List of tasks:
(a) Answer these about the passage on Col. Olcott's paper:
(i) In which publication, and on what date, did Col. Olcott's paper appear?
(ii) Whose teaching does Col. Olcott transmit, according to the passage?
(iii) What does the writer suppose the common enemy to be?
(b) Swap "Occultism" for "Theosophy" and write out the stretch of the passage on Col. Olcott's paper from "The first statement" through "which is misleading.".
(c) List every capitalized noun ending in "-ism" that appears in the passage on Col. Olcott's paper.

Selected passage:
*****
It will be obvious to any one who reads what I wrote about the Theosophical criticism, put forward by Col. Olcott, in The Spiritualist, on December 7th, that I did not pretend to deal with his views except incidentally and in so far as they affected my then point of view.

It would be unfair to leave them thus noticed, if I have any claim to notice them at all. Such claim as I can have rests upon the fact that anything that he says must commend itself to me on many grounds of personal sympathy and earnest desire to learn what I can, as well as from the fact that he transmits to us the teaching of the learned author of Isis Unveiled, the master key to all problems. Of himself he would command attention; he commands it still more on account of the store of knowledge to which he has had access. If he be not the rose, at any rate he has lived near it. And, lastly, he comes forward to enlighten us, and will be aided in his attempt by the pointing out of difficulties. He anticipates that there may be points left for solution, and I think he will not be sorry to have them pointed out in order that he may solve them hereafter.

Perhaps I shall put what I have to say into the most convenient form, if I take Col. Olcott’s paper in The Spiritualist, of December 7th, as it stands, and suggest my points of difficulty as they occur.

The first statement that strikes me is a claim of common cause with the Spiritualists against a common enemy. The enemy, I suppose, is Materialism. But how can Occultism and Spiritualism be regarded as u natural allies.” Perhaps my last paper dealt sufficiently with this point; but, not to put it too plainly, I should have thought that Occultism according to Olcott was the deadly foe of Spiritualism as interpreted by popular teachers. Indeed, I should have thought that the mission of Occultism was to strike at the root of the central theory of Spiritualism, and to discourage its practice altogether. If not, much in the President’s paper requires restating in more precise terms.

There is indeed a perhaps unavoidable want of precision in a somewhat rhetorical paper which is misleading.
*****
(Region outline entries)
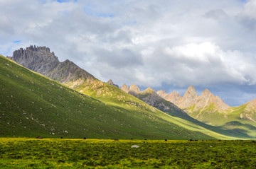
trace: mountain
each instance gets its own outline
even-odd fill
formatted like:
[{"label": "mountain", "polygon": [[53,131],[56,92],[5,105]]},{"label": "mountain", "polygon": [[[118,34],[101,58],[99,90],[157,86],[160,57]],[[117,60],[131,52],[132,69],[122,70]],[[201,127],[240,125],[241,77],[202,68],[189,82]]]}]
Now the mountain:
*****
Problem solutions:
(a)
(i) The Spiritualist, December 7th
(ii) The learned author of Isis Unveiled
(iii) Materialism

(b)
The first statement that strikes me is a claim of common cause with the Spiritualists against a common enemy. The enemy, I suppose, is Materialism. But how can Theosophy and Spiritualism be regarded as u natural allies.” Perhaps my last paper dealt sufficiently with this point; but, not to put it too plainly, I should have thought that Theosophy according to Olcott was the deadly foe of Spiritualism as interpreted by popular teachers. Indeed, I should have thought that the mission of Theosophy was to strike at the root of the central theory of Spiritualism, and to discourage its practice altogether. If not, much in the President’s paper requires restating in more precise terms.

There is indeed a perhaps unavoidable want of precision in a somewhat rhetorical paper which is misleading.

(c) Materialism, Occultism, Spiritualism